TASKS TO COMPLETE
• A. From the bug thread, extract the passage starting at "I have a fix" and ending at "without the migration.".
• B. Decide whether each statement agrees with the bug thread, answering yes or no and quoting the deciding words: (i) the SeaBIOS workaround corrupts 3 bytes of memory; (ii) the hang can only be triggered after a migration; (iii) the failure always occurs within the first one or two reboots.
• C. According to the bug thread, which bug number now covers the reboot on rhel6 machine types failing occasionally without the migration?

SUPPLIED PASSAGE
Normally we recover from the triple fault and carry on; so maybe the triple fault happens more often that we really know and we survivie it.

Comment 27 Dr. David Alan Gilbert 2017-02-15 11:22:55 UTC

The problem with the reboot seems to be understood now.

QEMU doesn't reset the PAM registers on reset, this means the ROM mapping at reset is wrong, and ends up running out of RAM instead.  SeaBIOS has a workaround that detects this and reboots again having recopied the image, but the workaround ends up corrupting 3 bytes of memory (TimerLast) and overwriting part of the new copy - if you're unlucky with the memory layout and timer value then it might hang.

I have a fix for qemu's reset and Kevin is doing a seabios fix for the workaround.

Comment 34 Dr. David Alan Gilbert 2017-03-02 12:16:09 UTC

Note I've split this into two bugs; bz 1428347 is now the 'reboot' on rhel6 machine types failing occasionally without the migration.

Comment 36 Dr. David Alan Gilbert 2017-03-06 17:58:39 UTC

I can trigger this without the migration, but by using the 7.2 bios on 7.3 qemu.
e.g. taking a copy of /usr/share/qemu-kvm/bios-256k.bin onto my 7.3 box and using 
firmware=/root/bios-256k-copied-from.72.bin   it hangs at the ESC in the same way as a VM migrated from 7.2;  so the bug isn't actually the migration process, it's just the 7.2 bios doesn't like running on 7.3
Similarly if I copy the rhel6 rtl8139 rom and use that as the 8139 ROM with a 7.3 qemu, it hangs at the 'Press Ctrl-B' point.

Comment 37 Dr. David Alan Gilbert 2017-03-07 19:56:40 UTC

Running with the old bios is 'fun'
I've already compiled in a fix for the TimerLast issue, but even so there's a repeatable hang - but at the point it's waiting for input.
It's very hard to bisect, because it seems to survive for quite a lot of reboots; initially I thought it failed after 1-2 reboots, but I've got cases of failure after 29.

Records contained in a dataset
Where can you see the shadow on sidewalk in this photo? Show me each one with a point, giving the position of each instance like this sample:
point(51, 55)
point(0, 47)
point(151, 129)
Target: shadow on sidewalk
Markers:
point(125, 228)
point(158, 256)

TASK SOLUTIONS
• A.
I have a fix for qemu's reset and Kevin is doing a seabios fix for the workaround.

Comment 34 Dr. David Alan Gilbert 2017-03-02 12:16:09 UTC

Note I've split this into two bugs; bz 1428347 is now the 'reboot' on rhel6 machine types failing occasionally without the migration.

• B.
(i) Yes: "the workaround ends up corrupting 3 bytes of memory (TimerLast)".
(ii) No: "I can trigger this without the migration, but by using the 7.2 bios on 7.3 qemu."
(iii) No: "initially I thought it failed after 1-2 reboots, but I've got cases of failure after 29."

• C. bz 1428347